Work instructions: Swap "innermost point" for "central point" everywhere it occurs in the items below, then reproduce every line with nothing else altered.

Data supplied:
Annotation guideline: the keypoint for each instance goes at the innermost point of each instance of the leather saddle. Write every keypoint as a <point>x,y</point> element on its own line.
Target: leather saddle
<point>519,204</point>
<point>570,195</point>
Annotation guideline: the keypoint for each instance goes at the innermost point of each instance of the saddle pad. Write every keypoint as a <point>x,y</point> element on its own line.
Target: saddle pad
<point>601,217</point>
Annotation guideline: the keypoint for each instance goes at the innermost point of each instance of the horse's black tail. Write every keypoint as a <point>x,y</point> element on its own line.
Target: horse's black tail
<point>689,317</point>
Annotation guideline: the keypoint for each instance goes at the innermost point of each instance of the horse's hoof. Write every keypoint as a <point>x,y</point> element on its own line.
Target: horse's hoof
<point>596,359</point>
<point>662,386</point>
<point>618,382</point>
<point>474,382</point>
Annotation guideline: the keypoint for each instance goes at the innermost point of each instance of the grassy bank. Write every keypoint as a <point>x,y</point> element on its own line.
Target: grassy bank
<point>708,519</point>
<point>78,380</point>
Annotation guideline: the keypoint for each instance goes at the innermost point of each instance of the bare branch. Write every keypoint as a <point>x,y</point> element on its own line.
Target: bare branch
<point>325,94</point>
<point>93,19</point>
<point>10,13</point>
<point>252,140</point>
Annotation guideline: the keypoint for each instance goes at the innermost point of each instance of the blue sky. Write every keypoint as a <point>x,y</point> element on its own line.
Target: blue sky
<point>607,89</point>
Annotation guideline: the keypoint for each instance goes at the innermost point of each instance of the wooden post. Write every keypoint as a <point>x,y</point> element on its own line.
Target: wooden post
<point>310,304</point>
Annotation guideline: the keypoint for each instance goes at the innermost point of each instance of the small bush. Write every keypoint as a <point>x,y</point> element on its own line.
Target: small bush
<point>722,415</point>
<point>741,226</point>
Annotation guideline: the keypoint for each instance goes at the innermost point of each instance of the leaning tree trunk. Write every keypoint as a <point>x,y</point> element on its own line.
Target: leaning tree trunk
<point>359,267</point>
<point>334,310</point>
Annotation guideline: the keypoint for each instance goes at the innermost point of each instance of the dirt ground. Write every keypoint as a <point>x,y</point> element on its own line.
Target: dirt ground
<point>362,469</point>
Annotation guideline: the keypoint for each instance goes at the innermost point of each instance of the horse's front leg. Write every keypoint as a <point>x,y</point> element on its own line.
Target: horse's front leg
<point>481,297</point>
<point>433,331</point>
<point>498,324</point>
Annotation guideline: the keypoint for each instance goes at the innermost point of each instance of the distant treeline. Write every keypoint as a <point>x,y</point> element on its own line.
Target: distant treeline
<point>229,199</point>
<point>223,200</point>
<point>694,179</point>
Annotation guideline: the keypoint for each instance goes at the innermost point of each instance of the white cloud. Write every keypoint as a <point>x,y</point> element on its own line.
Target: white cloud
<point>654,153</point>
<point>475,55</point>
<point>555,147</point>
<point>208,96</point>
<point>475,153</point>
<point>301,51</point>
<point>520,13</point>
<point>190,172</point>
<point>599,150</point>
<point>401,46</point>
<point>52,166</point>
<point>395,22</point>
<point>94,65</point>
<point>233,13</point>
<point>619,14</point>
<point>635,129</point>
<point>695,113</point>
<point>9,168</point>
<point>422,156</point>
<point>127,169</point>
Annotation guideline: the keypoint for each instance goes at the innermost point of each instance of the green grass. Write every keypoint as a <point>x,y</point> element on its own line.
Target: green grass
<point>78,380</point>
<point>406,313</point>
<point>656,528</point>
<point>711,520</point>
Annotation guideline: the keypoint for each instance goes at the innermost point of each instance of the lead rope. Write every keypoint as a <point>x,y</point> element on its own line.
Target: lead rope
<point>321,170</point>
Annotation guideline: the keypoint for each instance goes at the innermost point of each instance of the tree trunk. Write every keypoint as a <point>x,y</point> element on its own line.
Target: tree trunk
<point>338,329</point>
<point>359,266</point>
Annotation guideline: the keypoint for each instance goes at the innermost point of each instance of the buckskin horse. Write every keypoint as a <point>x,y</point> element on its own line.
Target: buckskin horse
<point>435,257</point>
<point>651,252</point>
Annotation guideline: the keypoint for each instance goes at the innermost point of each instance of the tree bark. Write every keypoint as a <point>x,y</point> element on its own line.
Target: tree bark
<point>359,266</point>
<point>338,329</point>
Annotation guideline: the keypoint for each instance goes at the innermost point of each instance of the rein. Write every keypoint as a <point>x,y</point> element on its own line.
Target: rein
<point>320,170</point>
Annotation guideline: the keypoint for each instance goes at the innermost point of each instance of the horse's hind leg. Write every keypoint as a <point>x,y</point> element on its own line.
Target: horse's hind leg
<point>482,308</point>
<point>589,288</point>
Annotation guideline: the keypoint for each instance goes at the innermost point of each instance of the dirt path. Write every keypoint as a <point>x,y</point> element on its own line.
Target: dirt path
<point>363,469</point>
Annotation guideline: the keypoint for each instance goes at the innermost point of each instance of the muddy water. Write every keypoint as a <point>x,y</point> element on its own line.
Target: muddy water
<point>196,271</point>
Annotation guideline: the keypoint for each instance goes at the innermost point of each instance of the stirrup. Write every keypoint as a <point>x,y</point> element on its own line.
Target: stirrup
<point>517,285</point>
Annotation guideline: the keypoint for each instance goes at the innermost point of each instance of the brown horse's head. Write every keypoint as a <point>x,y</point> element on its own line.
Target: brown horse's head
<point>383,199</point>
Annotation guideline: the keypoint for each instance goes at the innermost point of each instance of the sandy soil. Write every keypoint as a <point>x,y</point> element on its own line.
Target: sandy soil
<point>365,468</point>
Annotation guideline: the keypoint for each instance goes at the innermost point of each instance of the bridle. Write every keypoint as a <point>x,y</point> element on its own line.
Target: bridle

Complete response:
Annotation guideline: the keypoint for each instance goes at the central point of each instance of the leather saddle. Write every keypoint as a <point>x,y</point> element on its own line.
Target: leather saddle
<point>519,204</point>
<point>570,195</point>
Annotation guideline: the keypoint for each instance goes at the central point of each instance of the saddle pad. Write every keypoint as a <point>x,y</point> element on its own line.
Target: saddle pad
<point>601,217</point>
Annotation guideline: the keypoint for each instance goes at the central point of each instance of the horse's black tail. Write every keypoint as a <point>x,y</point> element on its own line.
Target: horse's black tail
<point>689,317</point>
Annotation guideline: the keypoint for each instance goes at the central point of each instance of the horse's hoof. Write every keypoint as a <point>x,y</point> element on its own line.
Target: horse's hoof
<point>596,359</point>
<point>662,386</point>
<point>618,382</point>
<point>474,382</point>
Annotation guideline: the keypoint for each instance goes at the central point of each instance of the grassy bank. Write every keypoint as a <point>x,y</point> element on its own line.
Target: grassy bank
<point>708,519</point>
<point>78,380</point>
Annotation guideline: the keypoint for each instance goes at the central point of each instance of the bare branch. Write every keypoint as a <point>x,y</point> element on its own line.
Target: bare branch
<point>325,94</point>
<point>93,19</point>
<point>10,13</point>
<point>252,140</point>
Annotation guideline: the keypoint for each instance goes at the central point of each instance of the blue sky. Write every keypoint as a <point>x,y</point> element on its own line.
Target: blue sky
<point>607,89</point>
Annotation guideline: the keypoint for each instance goes at the central point of each instance of the wooden post. Write every keypoint as a <point>x,y</point> element on its own line.
Target: wooden post
<point>310,304</point>
Annotation guideline: the keypoint for each instance goes at the central point of each instance of the small bush. Write every keypoint as a <point>x,y</point> element on its own line.
Target: small bush
<point>722,415</point>
<point>741,226</point>
Annotation guideline: the keypoint for each instance goes at the central point of each instance of the leaning tree trunk. Write every keypoint as a <point>x,y</point> element on its own line.
Target: leaning tree trunk
<point>359,267</point>
<point>334,310</point>
Annotation guideline: the keypoint for each instance goes at the central point of each instance of the dirt ground. Write every keypoint as a <point>x,y</point> element on its own line.
Target: dirt ground
<point>362,469</point>
Annotation guideline: the keypoint for each instance goes at the central point of each instance of the horse's front leg. Write every keypoint as a <point>x,y</point> element on its own line.
Target: horse's front leg
<point>481,297</point>
<point>433,331</point>
<point>498,324</point>
Annotation guideline: the keypoint for each instance goes at the central point of each instance of the distant treeline. Write every keypoint as a <point>x,y</point> element on its own line.
Target: distant treeline
<point>229,199</point>
<point>223,200</point>
<point>694,179</point>
Annotation guideline: the keypoint for each instance goes at the central point of each instance of the white cloud. Write every keypoint as a <point>x,y</point> element on its own line.
Target: white cloud
<point>654,153</point>
<point>475,55</point>
<point>555,147</point>
<point>208,96</point>
<point>475,153</point>
<point>301,51</point>
<point>520,13</point>
<point>190,172</point>
<point>599,150</point>
<point>401,46</point>
<point>52,166</point>
<point>395,22</point>
<point>94,65</point>
<point>233,13</point>
<point>619,14</point>
<point>635,129</point>
<point>695,113</point>
<point>9,168</point>
<point>422,156</point>
<point>127,169</point>
Annotation guideline: the keypoint for each instance goes at the central point of each instance of the green grass. Write every keypoint as a <point>x,y</point> element on its own line.
Target: green grass
<point>78,380</point>
<point>406,313</point>
<point>656,528</point>
<point>711,520</point>
Annotation guideline: the keypoint for each instance goes at the central point of each instance of the lead rope. Write every keypoint as a <point>x,y</point> element on its own line.
Target: lead rope
<point>321,170</point>
Annotation guideline: the keypoint for each instance goes at the central point of each instance of the tree trunk. Write every keypoint as a <point>x,y</point> element on its own line.
Target: tree trunk
<point>338,329</point>
<point>359,266</point>
Annotation guideline: the keypoint for each instance goes at the central point of each instance of the buckskin horse. Write every keypoint as a <point>x,y</point> element on its own line.
Target: buckskin horse
<point>435,257</point>
<point>651,252</point>
Annotation guideline: the keypoint for each instance goes at the central point of each instance of the tree bark. Write every keypoint as a <point>x,y</point> element on its own line.
Target: tree bark
<point>359,266</point>
<point>338,329</point>
Annotation guideline: the keypoint for each instance goes at the central point of each instance of the rein. Write every keypoint as a <point>x,y</point> element on its own line.
Target: rein
<point>320,170</point>
Annotation guideline: the keypoint for each instance goes at the central point of each instance of the horse's hind leg. Write every keypoint as a <point>x,y</point> element on its own line.
Target: horse's hind leg
<point>482,308</point>
<point>589,288</point>
Annotation guideline: the keypoint for each instance goes at the central point of each instance of the dirt path. Write every keypoint as a <point>x,y</point> element on its own line.
Target: dirt path
<point>363,469</point>
Annotation guideline: the keypoint for each instance goes at the central point of each instance of the muddy water. Write every keypoint as a <point>x,y</point> element on its own line.
Target: muddy water
<point>196,271</point>
Annotation guideline: the keypoint for each instance goes at the central point of each instance of the stirrup. Write every keypoint as a <point>x,y</point> element on its own line.
Target: stirrup
<point>517,285</point>
Annotation guideline: the keypoint for each instance goes at the central point of each instance of the brown horse's head. Write every keypoint as a <point>x,y</point> element on its own line.
Target: brown horse's head
<point>383,199</point>
Annotation guideline: the keypoint for each instance goes at the central point of each instance of the sandy soil. Write every keypoint as a <point>x,y</point> element on its own line.
Target: sandy soil
<point>365,468</point>
Annotation guideline: the keypoint for each instance goes at the central point of each instance of the bridle. Write every keypoint as a <point>x,y</point> element on its own line.
Target: bridle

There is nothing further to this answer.